» GOAL: The records below must be written out exactly, with every picture left behind.

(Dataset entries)
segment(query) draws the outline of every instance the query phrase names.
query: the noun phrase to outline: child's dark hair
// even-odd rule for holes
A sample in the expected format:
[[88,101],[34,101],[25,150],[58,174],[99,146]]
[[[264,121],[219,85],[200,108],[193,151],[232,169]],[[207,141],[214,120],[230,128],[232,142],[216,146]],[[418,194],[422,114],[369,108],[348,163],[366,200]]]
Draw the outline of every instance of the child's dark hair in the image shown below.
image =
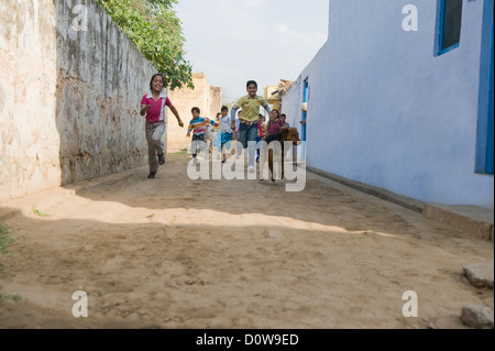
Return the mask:
[[152,80],[150,80],[150,90],[151,91],[153,91],[153,80],[158,76],[162,77],[163,86],[165,87],[165,78],[163,77],[163,75],[161,73],[157,73],[157,74],[154,74],[152,77]]
[[246,88],[249,88],[249,87],[250,87],[250,85],[252,85],[252,84],[254,84],[254,85],[255,85],[255,87],[257,88],[257,83],[256,83],[255,80],[248,80],[248,83],[246,83],[245,87],[246,87]]

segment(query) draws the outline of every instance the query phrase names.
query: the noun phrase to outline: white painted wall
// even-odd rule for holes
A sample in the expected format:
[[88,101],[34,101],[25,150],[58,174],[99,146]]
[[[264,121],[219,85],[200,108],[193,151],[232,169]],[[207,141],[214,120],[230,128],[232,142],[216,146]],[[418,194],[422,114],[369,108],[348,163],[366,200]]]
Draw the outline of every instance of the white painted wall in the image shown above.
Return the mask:
[[[415,4],[419,31],[405,32]],[[329,40],[283,99],[309,166],[427,202],[494,208],[474,173],[483,1],[463,3],[460,47],[435,56],[437,1],[331,0]]]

» ANSWER TO THIS EXERCISE:
segment(query) draws the outline of every instance the query phrase names.
query: the noun phrase to outline: child's dark hair
// even-odd rule for holes
A sample in the expected format:
[[88,101],[34,101],[25,150],[58,174],[99,146]]
[[[264,121],[219,85],[200,108],[193,151],[232,169]],[[207,141],[214,120],[230,128],[232,142],[216,146]],[[418,194],[422,114],[369,108],[348,163],[366,200]]]
Draw the outline of every instance of the child's dark hair in the image shown below.
image =
Return the mask:
[[152,80],[150,80],[150,90],[151,91],[153,91],[153,80],[158,76],[162,77],[163,86],[165,87],[165,78],[163,77],[163,75],[161,73],[157,73],[157,74],[154,74],[152,77]]
[[246,88],[249,88],[249,87],[250,87],[250,85],[252,85],[252,84],[254,84],[254,85],[255,85],[255,87],[257,88],[257,83],[256,83],[255,80],[248,80],[248,83],[246,83],[245,87],[246,87]]

segment(query) draws the outline of every instance the query phrase names.
query: the noun phrase to outline: white painted wall
// even-odd rule for holes
A sample in the expected format:
[[88,101],[34,101],[25,150],[58,174],[99,146]]
[[[264,121],[219,85],[200,108],[193,151],[232,169]],[[207,141],[214,120],[230,128],[232,142],[216,146]],[[418,194],[422,114],[369,108],[348,163],[366,200]]]
Draw the outline of every instance of the white painted wall in the image shown above.
Return the mask:
[[[415,4],[419,31],[405,32]],[[329,40],[283,99],[309,166],[427,202],[494,208],[474,173],[483,1],[463,3],[460,47],[435,56],[437,1],[331,0]]]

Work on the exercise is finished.